Repeat word for word everything from the line containing "In this exercise you will tag the cilantro" to the end of the listing, first and last lines included, and only that.

## EXERCISE MATERIALS
--*--

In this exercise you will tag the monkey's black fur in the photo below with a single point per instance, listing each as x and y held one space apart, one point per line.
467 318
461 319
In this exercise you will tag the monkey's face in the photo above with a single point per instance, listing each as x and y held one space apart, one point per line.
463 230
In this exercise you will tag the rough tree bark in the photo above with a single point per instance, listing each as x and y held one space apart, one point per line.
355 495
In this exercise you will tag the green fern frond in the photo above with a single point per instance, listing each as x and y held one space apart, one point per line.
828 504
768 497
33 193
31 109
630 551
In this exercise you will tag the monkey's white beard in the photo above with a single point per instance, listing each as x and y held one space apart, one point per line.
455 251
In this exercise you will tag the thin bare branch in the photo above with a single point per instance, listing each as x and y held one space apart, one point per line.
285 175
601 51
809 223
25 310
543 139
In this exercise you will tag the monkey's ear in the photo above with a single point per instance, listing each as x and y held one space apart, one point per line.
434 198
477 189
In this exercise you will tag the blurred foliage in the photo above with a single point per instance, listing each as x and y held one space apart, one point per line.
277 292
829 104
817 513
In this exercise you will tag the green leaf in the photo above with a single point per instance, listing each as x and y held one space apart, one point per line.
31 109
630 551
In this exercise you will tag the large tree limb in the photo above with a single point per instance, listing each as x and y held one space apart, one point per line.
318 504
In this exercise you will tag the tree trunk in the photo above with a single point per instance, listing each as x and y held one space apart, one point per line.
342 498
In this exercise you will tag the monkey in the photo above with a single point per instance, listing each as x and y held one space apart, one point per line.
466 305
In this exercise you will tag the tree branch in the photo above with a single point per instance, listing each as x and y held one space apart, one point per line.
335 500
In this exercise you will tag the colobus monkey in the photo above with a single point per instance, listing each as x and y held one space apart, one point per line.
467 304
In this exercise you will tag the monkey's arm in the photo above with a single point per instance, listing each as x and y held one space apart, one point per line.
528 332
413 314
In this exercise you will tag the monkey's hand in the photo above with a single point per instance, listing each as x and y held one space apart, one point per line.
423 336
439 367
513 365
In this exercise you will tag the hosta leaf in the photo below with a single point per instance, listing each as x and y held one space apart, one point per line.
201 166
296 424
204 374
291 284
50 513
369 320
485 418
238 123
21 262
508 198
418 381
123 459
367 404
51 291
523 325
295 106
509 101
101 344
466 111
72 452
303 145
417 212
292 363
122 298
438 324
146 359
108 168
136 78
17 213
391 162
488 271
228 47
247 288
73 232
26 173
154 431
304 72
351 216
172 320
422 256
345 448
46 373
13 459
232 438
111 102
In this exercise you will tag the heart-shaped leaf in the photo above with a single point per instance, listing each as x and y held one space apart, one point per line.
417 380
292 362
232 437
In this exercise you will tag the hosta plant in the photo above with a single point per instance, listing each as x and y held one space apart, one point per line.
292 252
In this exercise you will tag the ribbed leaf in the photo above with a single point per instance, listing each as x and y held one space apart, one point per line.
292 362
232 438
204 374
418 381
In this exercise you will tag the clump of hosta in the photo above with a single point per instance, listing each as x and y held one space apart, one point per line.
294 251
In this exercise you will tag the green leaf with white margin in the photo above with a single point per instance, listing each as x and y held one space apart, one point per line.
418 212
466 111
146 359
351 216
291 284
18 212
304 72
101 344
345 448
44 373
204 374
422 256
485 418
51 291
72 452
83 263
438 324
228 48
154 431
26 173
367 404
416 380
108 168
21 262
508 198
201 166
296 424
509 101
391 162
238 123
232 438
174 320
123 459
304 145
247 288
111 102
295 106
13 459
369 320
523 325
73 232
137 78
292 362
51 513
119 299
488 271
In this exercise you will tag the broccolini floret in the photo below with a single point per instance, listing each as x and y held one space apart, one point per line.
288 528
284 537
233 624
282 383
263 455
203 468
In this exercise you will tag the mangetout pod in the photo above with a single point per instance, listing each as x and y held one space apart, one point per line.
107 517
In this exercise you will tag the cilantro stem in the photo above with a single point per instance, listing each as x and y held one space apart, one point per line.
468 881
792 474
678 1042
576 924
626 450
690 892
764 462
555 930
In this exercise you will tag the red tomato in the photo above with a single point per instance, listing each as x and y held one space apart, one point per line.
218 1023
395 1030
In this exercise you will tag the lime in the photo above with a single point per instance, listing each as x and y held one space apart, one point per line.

--*--

## TASK RESPONSE
In this exercise you will tag the cilantro stem in the photo above with a single point per instance, listing each as x and y held one space apart, one point per line.
468 881
792 474
678 1042
576 924
626 450
690 892
764 462
555 930
In this exercise you will tag the red tomato in the photo above with a single point per instance, listing each as x and y held one space apart, one point per line.
218 1023
395 1030
In this exercise you will tag the lime in the photo above with a single point per instance, listing each as x and y held one space apart, one point per line.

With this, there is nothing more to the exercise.